AIM: Write the data out again, exactly as given.

WORKING DATA:
####################

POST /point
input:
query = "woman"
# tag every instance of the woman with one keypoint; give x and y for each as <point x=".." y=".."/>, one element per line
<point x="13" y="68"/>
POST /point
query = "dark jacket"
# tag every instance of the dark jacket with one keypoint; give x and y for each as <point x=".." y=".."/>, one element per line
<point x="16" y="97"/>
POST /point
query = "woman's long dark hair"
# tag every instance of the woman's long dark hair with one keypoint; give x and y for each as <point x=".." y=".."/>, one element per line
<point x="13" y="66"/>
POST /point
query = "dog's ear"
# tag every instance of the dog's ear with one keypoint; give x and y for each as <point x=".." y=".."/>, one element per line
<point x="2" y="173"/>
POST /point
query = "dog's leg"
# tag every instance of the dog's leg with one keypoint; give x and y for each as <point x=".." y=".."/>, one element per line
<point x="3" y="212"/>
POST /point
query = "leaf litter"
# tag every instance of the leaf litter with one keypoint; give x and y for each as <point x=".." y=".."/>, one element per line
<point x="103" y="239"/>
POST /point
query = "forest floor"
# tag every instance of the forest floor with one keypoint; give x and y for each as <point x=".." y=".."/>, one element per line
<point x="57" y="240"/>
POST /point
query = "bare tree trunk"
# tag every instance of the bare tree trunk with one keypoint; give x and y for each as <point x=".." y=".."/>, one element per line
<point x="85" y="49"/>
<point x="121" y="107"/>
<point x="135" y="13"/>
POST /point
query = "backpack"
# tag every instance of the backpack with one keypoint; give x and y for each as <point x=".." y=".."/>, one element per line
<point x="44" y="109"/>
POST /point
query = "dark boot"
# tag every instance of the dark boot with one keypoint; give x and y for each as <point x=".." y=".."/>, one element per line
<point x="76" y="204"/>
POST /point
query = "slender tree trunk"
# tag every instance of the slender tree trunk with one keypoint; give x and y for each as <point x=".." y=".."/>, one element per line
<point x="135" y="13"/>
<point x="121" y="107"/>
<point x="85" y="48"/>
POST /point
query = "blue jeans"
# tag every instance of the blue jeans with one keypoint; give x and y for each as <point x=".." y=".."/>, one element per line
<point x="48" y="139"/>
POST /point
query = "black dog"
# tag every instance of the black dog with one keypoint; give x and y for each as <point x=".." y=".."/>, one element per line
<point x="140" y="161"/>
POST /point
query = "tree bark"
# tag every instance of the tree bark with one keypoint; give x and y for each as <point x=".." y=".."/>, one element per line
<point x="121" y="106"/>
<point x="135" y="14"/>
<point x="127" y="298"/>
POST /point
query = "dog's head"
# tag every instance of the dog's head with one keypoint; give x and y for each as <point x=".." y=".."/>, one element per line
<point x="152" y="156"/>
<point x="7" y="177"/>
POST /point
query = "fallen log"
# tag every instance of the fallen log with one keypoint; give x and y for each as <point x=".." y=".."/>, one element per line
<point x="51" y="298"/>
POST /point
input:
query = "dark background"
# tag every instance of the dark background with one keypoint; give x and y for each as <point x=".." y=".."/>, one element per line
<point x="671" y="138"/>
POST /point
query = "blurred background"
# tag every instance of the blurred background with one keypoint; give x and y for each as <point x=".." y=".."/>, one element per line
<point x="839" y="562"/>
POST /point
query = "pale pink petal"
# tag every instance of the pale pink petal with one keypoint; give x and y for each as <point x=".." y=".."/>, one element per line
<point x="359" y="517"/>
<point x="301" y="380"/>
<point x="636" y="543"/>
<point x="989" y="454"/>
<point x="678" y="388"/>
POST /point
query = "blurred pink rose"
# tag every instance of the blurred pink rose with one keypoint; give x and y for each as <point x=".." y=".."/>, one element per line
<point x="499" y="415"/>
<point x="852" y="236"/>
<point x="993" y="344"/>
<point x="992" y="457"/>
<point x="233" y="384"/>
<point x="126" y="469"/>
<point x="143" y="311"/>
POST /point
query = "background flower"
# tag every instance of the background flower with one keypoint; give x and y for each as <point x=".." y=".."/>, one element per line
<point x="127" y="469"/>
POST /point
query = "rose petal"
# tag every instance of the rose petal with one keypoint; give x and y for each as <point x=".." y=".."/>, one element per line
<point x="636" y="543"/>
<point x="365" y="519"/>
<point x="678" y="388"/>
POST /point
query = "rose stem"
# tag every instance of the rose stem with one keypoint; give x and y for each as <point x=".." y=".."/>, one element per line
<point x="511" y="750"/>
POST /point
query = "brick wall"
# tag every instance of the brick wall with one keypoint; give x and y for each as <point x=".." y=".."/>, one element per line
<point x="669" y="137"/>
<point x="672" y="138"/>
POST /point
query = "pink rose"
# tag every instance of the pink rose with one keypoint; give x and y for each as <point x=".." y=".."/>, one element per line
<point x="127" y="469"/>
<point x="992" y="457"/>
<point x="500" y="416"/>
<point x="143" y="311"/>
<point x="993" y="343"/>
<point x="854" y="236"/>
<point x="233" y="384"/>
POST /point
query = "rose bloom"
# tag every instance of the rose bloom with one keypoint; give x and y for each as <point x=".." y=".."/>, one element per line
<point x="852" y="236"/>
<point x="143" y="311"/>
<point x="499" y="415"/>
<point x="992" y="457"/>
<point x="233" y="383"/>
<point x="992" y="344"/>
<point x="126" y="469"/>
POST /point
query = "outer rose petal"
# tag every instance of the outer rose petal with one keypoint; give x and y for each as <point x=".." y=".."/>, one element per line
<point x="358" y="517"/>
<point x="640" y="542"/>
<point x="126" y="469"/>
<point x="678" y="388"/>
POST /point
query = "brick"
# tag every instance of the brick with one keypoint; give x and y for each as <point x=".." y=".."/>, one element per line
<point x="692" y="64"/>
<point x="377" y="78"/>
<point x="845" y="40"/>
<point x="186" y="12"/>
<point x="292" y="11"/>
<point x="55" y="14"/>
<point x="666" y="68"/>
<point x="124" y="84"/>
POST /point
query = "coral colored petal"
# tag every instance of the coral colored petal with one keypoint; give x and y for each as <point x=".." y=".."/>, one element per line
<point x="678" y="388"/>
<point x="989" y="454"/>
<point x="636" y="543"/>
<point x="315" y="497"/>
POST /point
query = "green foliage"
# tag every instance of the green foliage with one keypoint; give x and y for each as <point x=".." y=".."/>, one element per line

####################

COMPLETE OUTPUT:
POST /point
input:
query = "woman"
# tag every instance of the woman with one keypoint; give x and y for each as <point x=".." y=".."/>, one element per line
<point x="13" y="68"/>
POST /point
query = "dark jacket"
# tag every instance of the dark jacket with one keypoint; give x and y for each as <point x=".." y=".."/>, one element per line
<point x="16" y="97"/>
POST /point
query = "woman's long dark hair"
# tag every instance of the woman's long dark hair with one keypoint; give x and y for each as <point x=".." y=".."/>, one element per line
<point x="13" y="66"/>
POST /point
query = "dog's ear"
# tag every instance of the dog's ear with one keypoint; give x and y for each as <point x=".." y=".."/>, one element per line
<point x="2" y="173"/>
POST /point
query = "dog's leg"
# tag every instance of the dog's leg with one keypoint; give x and y for each as <point x=".." y=".."/>, one element per line
<point x="3" y="212"/>
POST /point
query = "leaf litter"
# tag every instance of the leaf litter with one keypoint; give x and y for each as <point x=".." y=".."/>, one element per line
<point x="103" y="239"/>
POST /point
query = "forest floor"
# tag every instance of the forest floor with one keypoint; give x and y for each as <point x=".." y=".."/>, one element per line
<point x="57" y="240"/>
POST /point
query = "bare tree trunk"
# tag every instance of the bare tree trunk with one keypoint; give x and y for each as <point x=".." y=".."/>, one element per line
<point x="85" y="49"/>
<point x="121" y="107"/>
<point x="135" y="13"/>
POST /point
query = "backpack"
# tag every instance of the backpack with one keypoint; give x and y for each as <point x=".." y=".."/>, one element per line
<point x="44" y="109"/>
POST /point
query = "dark boot"
# tag every instance of the dark boot with one keypoint; give x and y for each as <point x=".." y=".."/>, one element per line
<point x="76" y="204"/>
POST /point
query = "slender tree trunk"
# tag every instance of the slender tree trunk with one keypoint; give x and y for each as <point x=".." y=".."/>, one element per line
<point x="135" y="13"/>
<point x="121" y="107"/>
<point x="85" y="48"/>
POST /point
query = "blue jeans"
# tag every instance of the blue jeans with one keypoint; give x and y for each as <point x=".." y=".."/>, one element per line
<point x="48" y="139"/>
POST /point
query = "black dog"
# tag every instance of the black dog with one keypoint; give x and y for each as <point x=".." y=".."/>, one element per line
<point x="140" y="161"/>
POST /point
query = "tree bark"
# tag every instance of the tree bark with one keypoint; give x and y for each as <point x=".." y=".."/>, one element per line
<point x="121" y="106"/>
<point x="135" y="14"/>
<point x="127" y="298"/>
POST /point
query = "dog's head"
# tag every instance of the dog's head with one keypoint; give x and y for each as <point x=".." y=".."/>, one element per line
<point x="152" y="156"/>
<point x="7" y="177"/>
POST /point
query = "fallen log"
# tag every instance of the fallen log with one keypoint; give x and y for each as <point x=".." y=".."/>, one element per line
<point x="51" y="298"/>
POST /point
input:
query = "dark background"
# tag every instance of the dark background with one keypoint; give x and y for each as <point x=".." y=".."/>, one element per line
<point x="671" y="138"/>
POST /point
query = "blurred background"
# tag every instance of the blurred background with one keypoint; give x and y for each as <point x=".." y=".."/>, one element per line
<point x="839" y="562"/>
POST /point
query = "pale pink petal"
# tag every instance of the pale pink petal with one keypoint; give x and y for each as <point x=".." y=".."/>, one element per line
<point x="359" y="517"/>
<point x="301" y="380"/>
<point x="636" y="543"/>
<point x="989" y="454"/>
<point x="678" y="388"/>
POST /point
query = "blurred pink rose"
# tag every instance of the blurred pink rose with one keypoint; give x and y for each as <point x=".." y=".."/>, one element per line
<point x="499" y="415"/>
<point x="852" y="236"/>
<point x="993" y="344"/>
<point x="992" y="457"/>
<point x="233" y="384"/>
<point x="126" y="469"/>
<point x="143" y="311"/>
POST /point
query = "background flower"
# tag every instance of the background flower with one keypoint; give x and y for each as <point x=".." y=".."/>, one element per line
<point x="127" y="469"/>
POST /point
query = "rose petal"
# tag every instance of the rose petal with one keypoint; give x and y for each as <point x=".." y=".."/>, one element per line
<point x="636" y="543"/>
<point x="365" y="519"/>
<point x="678" y="388"/>
POST /point
query = "rose stem"
# tag every instance of the rose stem with one keypoint; give x and y for each as <point x=".." y=".."/>, one element per line
<point x="511" y="750"/>
POST /point
query = "brick wall"
# tag every instance of the brick wall with one keypoint; give x and y for each as <point x=".." y=".."/>, one element per line
<point x="669" y="137"/>
<point x="672" y="138"/>
POST /point
query = "pink rose"
# tag every instance of the pink rose with one keypoint; give x and y for each as <point x=".." y=".."/>, one element per line
<point x="127" y="469"/>
<point x="992" y="457"/>
<point x="500" y="416"/>
<point x="143" y="311"/>
<point x="993" y="343"/>
<point x="854" y="236"/>
<point x="233" y="384"/>
POST /point
query = "rose bloom"
# tag every instance of the rose bloom with one keypoint; give x and y for each as <point x=".." y=".."/>, one element per line
<point x="852" y="236"/>
<point x="143" y="311"/>
<point x="499" y="415"/>
<point x="992" y="457"/>
<point x="233" y="383"/>
<point x="992" y="344"/>
<point x="126" y="469"/>
POST /point
query = "outer rose petal"
# tag every instance of the outer rose petal with one keypoint; give x and y for each as <point x=".." y=".."/>, one element per line
<point x="358" y="517"/>
<point x="640" y="542"/>
<point x="126" y="469"/>
<point x="678" y="388"/>
POST /point
query = "brick"
# tag every instance of the brick with one keypoint; give x and y for each as <point x=".." y=".."/>, one element per line
<point x="692" y="64"/>
<point x="377" y="78"/>
<point x="845" y="40"/>
<point x="186" y="12"/>
<point x="292" y="11"/>
<point x="55" y="14"/>
<point x="666" y="68"/>
<point x="124" y="84"/>
POST /point
query = "coral colored petal"
# tag every instance of the coral colored petal with one keypoint; give x and y for each as <point x=".." y=".."/>, one element per line
<point x="678" y="388"/>
<point x="989" y="454"/>
<point x="636" y="543"/>
<point x="315" y="497"/>
POST /point
query = "green foliage"
# tag every instance of the green foliage with one keypoint; give x and y for each as <point x=".." y=".."/>, one element per line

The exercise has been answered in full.